## WHAT TO WORK ON
Reproduce without any changes the lines between the one holding "One pin marks each instance of the dome with" and the one holding "One pin marks each instance of the arched", both of those included.
══ RECORDS ══
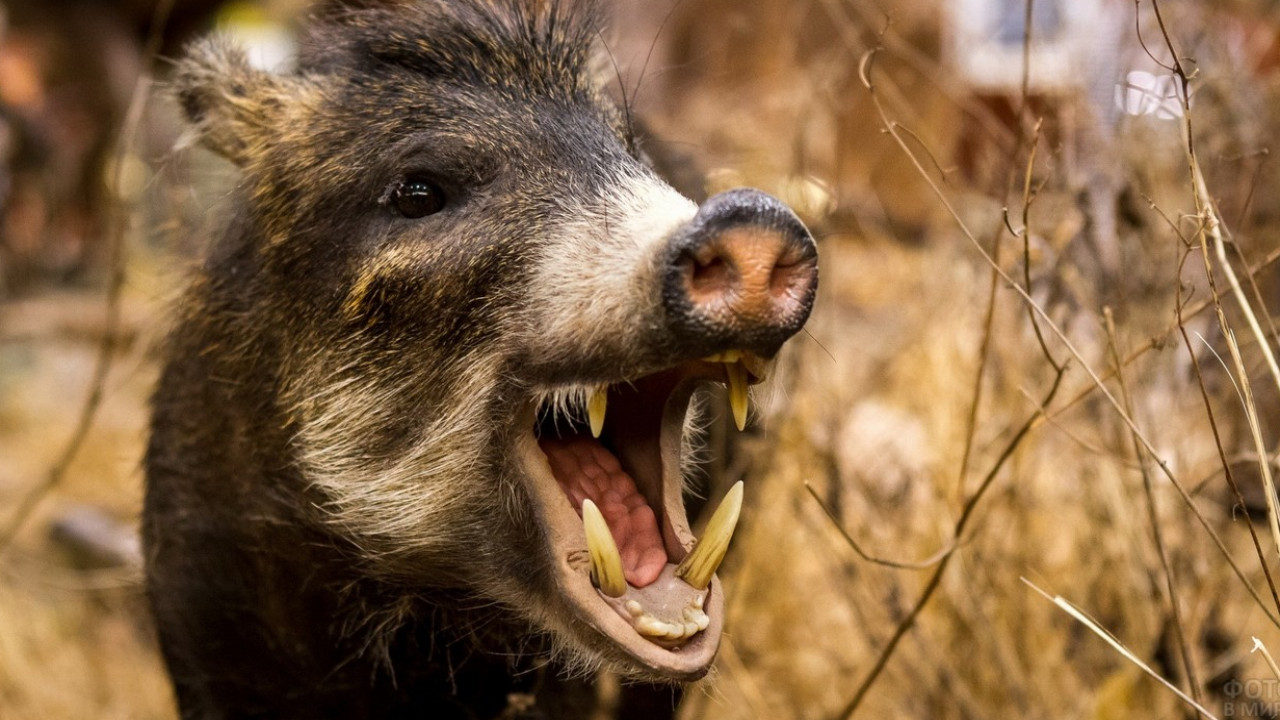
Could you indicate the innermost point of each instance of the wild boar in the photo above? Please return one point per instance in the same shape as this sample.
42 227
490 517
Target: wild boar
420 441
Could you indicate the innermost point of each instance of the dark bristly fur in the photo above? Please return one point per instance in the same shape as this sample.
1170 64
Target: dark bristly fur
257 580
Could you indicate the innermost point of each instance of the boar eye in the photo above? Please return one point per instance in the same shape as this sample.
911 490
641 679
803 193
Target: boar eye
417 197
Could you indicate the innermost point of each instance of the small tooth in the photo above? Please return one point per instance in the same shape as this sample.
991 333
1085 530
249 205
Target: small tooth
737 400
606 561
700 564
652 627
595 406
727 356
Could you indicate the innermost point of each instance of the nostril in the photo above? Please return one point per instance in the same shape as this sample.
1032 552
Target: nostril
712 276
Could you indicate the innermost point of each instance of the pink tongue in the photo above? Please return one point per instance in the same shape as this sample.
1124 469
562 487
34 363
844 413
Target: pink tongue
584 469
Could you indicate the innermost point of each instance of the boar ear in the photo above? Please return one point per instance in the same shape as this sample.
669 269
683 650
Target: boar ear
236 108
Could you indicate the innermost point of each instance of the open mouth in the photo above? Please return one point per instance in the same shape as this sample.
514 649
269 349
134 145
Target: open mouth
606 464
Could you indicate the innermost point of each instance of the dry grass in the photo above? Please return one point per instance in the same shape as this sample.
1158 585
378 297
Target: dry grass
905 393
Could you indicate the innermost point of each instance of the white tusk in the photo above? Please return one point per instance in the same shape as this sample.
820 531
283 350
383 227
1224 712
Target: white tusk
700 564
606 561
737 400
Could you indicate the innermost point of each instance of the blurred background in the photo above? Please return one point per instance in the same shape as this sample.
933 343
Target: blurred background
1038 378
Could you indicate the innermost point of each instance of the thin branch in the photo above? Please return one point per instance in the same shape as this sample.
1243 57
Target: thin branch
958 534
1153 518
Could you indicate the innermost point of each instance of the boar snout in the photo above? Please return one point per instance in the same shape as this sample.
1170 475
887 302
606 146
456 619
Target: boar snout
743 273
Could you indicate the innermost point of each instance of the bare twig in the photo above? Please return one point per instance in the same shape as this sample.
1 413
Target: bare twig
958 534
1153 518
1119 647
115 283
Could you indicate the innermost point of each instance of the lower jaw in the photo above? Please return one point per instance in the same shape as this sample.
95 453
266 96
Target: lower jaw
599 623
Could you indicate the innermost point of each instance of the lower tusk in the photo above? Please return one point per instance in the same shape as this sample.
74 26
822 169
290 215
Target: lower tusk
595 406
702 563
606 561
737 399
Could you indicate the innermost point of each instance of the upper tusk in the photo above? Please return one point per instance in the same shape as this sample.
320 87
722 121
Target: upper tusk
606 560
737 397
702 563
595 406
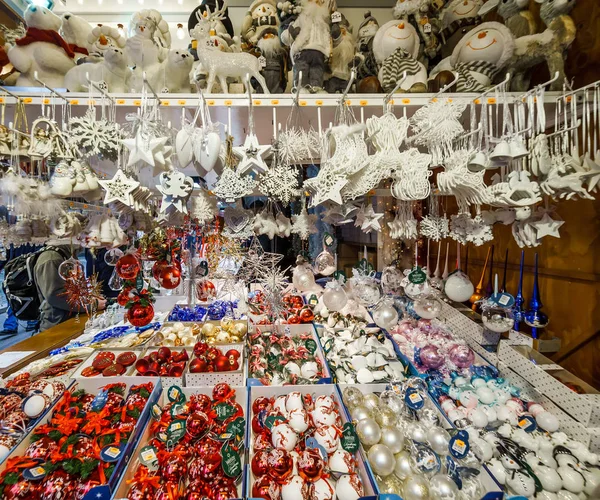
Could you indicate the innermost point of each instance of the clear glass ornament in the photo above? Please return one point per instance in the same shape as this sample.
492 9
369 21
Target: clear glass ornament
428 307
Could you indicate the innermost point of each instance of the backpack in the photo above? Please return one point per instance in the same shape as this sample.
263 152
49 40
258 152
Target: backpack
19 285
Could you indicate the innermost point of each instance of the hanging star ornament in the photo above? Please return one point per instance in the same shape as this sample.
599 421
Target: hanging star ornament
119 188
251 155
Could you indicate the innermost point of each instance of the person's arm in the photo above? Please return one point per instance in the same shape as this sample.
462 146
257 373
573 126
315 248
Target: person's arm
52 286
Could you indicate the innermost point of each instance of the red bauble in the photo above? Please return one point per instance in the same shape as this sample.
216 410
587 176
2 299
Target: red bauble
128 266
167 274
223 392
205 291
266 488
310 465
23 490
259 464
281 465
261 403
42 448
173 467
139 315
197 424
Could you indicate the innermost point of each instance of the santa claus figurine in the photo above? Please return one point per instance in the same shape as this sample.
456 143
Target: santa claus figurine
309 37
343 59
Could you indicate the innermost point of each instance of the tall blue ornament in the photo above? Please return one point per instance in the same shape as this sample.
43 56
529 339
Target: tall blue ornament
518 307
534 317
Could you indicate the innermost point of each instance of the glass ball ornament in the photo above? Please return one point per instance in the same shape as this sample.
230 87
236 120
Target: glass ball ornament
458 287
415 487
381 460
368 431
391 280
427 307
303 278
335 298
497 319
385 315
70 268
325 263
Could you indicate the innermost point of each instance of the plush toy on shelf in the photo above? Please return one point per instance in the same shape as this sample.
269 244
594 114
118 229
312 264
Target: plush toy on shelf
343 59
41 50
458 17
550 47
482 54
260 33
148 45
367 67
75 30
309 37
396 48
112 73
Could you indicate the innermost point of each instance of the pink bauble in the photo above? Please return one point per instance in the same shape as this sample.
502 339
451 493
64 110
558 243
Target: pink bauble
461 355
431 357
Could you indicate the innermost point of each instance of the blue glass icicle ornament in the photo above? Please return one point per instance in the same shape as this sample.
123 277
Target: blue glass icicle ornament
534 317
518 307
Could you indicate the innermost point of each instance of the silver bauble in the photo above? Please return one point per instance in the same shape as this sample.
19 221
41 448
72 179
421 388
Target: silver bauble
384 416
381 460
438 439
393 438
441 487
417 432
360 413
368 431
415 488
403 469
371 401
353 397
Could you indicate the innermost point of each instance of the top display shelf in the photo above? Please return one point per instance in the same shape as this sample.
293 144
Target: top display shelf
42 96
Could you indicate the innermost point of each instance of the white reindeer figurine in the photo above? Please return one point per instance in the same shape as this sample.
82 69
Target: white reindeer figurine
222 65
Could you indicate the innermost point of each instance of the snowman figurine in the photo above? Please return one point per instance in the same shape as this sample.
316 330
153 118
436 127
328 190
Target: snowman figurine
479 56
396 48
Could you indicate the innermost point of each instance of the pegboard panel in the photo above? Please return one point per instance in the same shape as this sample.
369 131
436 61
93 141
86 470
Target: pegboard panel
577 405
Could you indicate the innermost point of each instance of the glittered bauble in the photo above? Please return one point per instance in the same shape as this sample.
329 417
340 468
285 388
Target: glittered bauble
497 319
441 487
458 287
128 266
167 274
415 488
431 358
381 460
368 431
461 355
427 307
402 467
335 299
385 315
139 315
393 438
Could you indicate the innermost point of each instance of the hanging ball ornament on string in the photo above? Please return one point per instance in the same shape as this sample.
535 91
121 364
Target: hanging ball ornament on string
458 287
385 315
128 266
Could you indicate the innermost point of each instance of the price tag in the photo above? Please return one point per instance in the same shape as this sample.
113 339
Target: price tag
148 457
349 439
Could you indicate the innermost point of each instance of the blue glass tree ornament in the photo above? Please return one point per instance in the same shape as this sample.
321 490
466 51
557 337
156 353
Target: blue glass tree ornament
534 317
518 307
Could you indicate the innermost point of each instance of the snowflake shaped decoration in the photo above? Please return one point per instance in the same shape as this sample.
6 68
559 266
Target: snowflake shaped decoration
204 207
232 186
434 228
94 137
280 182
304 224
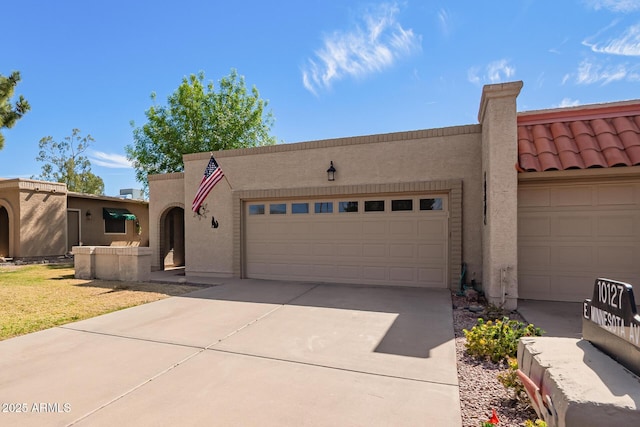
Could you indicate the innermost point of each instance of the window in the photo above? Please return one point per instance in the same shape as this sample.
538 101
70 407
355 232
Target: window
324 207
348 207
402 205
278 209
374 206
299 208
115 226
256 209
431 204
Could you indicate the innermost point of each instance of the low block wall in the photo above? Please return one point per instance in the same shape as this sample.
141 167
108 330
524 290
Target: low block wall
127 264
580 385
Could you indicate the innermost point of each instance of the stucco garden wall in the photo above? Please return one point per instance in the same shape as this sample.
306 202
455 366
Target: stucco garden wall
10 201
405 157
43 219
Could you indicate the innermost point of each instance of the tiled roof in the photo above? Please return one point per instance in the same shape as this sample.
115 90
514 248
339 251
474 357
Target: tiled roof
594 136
═══
══ RECORDS ══
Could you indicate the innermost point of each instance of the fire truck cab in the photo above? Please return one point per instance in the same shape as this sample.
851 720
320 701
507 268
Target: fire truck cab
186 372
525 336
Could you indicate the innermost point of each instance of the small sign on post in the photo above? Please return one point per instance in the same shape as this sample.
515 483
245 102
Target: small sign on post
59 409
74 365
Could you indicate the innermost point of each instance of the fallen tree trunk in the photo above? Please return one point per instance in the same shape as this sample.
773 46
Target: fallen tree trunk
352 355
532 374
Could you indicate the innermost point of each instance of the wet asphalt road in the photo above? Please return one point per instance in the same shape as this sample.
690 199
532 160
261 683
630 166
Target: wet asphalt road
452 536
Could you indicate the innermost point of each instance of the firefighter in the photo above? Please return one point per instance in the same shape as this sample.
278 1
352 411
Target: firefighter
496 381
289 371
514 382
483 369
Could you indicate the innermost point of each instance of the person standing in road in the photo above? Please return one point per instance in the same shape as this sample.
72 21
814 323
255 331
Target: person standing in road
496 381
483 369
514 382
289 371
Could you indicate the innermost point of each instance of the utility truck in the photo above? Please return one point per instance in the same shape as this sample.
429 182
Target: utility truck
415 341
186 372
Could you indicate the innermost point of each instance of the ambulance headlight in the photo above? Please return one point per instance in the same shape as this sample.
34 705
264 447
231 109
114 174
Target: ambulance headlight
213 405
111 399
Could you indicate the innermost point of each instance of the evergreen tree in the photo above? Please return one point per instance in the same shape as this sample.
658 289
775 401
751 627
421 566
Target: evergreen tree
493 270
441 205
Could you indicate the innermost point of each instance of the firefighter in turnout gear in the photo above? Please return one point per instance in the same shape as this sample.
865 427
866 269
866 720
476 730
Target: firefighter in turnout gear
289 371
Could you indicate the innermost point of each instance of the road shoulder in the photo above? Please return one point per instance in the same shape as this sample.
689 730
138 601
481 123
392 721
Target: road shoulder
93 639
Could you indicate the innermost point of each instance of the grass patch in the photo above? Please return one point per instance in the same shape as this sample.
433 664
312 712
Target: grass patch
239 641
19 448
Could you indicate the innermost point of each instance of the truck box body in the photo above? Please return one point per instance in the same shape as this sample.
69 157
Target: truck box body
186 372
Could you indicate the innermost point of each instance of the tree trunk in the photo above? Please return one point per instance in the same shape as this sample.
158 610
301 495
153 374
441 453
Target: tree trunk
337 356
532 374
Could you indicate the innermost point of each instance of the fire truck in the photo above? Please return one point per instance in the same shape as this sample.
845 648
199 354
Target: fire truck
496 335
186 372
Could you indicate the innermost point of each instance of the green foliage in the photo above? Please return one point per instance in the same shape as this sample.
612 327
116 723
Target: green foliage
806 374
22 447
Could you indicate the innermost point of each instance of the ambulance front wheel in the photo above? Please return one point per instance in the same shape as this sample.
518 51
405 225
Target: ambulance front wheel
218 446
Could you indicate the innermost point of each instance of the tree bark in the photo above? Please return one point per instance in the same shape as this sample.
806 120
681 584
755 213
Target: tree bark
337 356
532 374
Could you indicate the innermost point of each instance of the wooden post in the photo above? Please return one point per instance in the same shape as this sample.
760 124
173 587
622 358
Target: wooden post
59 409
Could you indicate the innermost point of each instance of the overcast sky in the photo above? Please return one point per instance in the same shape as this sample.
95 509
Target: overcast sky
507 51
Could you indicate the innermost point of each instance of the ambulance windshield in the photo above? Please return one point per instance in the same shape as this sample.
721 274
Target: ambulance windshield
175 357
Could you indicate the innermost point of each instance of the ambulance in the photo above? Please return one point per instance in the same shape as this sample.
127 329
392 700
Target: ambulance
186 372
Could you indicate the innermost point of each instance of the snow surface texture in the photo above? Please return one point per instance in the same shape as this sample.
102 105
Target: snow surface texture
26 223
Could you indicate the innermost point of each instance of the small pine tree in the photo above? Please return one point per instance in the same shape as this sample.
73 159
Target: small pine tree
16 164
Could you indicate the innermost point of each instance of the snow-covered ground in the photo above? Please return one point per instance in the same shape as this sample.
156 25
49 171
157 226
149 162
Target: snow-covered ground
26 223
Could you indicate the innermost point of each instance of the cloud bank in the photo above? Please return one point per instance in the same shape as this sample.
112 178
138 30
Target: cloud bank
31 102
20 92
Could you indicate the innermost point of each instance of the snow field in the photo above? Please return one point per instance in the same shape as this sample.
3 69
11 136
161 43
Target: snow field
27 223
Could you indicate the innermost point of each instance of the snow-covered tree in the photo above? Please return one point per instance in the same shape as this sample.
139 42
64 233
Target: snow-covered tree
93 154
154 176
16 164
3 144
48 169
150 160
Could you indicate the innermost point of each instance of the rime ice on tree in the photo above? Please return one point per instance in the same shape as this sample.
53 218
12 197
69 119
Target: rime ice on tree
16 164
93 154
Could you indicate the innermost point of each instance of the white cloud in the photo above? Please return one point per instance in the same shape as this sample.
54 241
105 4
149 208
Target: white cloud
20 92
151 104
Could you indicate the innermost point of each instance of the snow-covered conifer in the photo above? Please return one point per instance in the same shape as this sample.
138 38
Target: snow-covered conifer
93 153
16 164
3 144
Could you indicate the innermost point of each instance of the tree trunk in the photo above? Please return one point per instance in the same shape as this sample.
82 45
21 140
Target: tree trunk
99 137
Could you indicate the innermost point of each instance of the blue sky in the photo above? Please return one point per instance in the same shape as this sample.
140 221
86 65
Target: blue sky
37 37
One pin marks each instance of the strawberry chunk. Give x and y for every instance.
═══
══ RECORDS ══
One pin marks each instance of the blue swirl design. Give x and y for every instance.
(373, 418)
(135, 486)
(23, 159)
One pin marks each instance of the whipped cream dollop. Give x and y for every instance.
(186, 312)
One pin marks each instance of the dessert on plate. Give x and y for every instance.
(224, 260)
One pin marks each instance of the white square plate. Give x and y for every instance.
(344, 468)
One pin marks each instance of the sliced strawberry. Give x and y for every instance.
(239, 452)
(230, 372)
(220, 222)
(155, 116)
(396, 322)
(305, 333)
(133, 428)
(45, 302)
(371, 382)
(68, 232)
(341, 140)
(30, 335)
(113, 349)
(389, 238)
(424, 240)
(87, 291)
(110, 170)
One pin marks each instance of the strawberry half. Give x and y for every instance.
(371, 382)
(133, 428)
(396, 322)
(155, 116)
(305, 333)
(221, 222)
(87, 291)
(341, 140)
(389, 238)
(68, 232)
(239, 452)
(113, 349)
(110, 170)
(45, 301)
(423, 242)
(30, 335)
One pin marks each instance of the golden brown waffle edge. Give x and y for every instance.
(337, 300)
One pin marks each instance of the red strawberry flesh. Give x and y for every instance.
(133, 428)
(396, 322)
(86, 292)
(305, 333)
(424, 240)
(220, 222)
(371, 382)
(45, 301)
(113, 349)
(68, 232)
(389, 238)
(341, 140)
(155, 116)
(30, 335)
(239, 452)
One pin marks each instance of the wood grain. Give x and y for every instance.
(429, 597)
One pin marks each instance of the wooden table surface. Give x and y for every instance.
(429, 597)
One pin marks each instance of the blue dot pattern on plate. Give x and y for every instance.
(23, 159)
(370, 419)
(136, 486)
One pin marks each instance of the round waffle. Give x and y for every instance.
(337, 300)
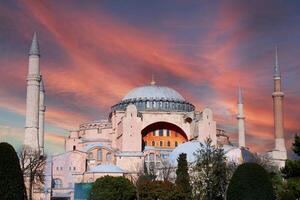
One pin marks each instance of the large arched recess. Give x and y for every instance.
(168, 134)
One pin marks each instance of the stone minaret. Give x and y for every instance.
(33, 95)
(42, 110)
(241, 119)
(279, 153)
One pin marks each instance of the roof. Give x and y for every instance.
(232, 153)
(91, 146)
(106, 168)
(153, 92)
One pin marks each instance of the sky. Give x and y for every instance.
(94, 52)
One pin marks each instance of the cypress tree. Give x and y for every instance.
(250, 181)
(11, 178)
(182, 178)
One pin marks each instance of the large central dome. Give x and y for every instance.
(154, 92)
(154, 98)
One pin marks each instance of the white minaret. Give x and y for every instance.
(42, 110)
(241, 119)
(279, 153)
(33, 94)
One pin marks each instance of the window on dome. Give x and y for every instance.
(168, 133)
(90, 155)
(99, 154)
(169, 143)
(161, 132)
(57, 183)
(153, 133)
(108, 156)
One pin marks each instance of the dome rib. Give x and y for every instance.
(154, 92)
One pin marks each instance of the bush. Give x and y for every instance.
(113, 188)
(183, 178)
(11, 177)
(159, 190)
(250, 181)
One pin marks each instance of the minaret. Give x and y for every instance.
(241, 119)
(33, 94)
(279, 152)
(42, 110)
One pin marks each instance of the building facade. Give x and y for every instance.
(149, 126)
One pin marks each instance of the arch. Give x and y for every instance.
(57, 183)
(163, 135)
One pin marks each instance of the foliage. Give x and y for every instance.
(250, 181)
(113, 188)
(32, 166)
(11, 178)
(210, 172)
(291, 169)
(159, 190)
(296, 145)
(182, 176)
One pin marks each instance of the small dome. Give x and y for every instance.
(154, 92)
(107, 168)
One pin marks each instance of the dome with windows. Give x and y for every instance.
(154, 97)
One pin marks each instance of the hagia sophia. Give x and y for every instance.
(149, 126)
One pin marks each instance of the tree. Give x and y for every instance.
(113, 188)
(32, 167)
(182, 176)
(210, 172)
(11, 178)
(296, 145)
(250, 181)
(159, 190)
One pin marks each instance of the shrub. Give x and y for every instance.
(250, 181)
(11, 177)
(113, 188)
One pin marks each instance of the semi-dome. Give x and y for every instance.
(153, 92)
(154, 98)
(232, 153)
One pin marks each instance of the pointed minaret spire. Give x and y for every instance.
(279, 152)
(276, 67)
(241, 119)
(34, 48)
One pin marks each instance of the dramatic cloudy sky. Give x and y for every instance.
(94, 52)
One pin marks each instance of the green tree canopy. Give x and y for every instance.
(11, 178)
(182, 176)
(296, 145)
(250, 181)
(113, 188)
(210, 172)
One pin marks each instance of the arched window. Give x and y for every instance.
═══
## RESPONSE
One pin marks each instance of the dome with windows. Give x and y for every instance.
(154, 97)
One pin marks each instance of the hagia sophia. Give x and y for every instance.
(149, 126)
One pin marks each instance of the tree. Give x and y for every instance.
(113, 188)
(32, 167)
(182, 176)
(210, 172)
(11, 178)
(296, 145)
(250, 181)
(159, 190)
One pin marks each instance of the shrub. Give x and y for every instance.
(250, 181)
(11, 177)
(113, 188)
One pin marks each instance of the semi-dome. Give x and y for every instance.
(153, 92)
(154, 98)
(232, 153)
One pin marks each instance of the pointed minaret spire. Give x and y for every instance.
(279, 152)
(276, 67)
(241, 119)
(34, 48)
One pin marks each instance of the dramatic cloudy sky. Give x and y for every instance.
(94, 52)
One pin marks each instance of the green tree canopy. Give x and y for every instance.
(11, 178)
(182, 176)
(296, 145)
(250, 181)
(113, 188)
(210, 172)
One pin marks each instance of the arched window. Give x and y for every instance.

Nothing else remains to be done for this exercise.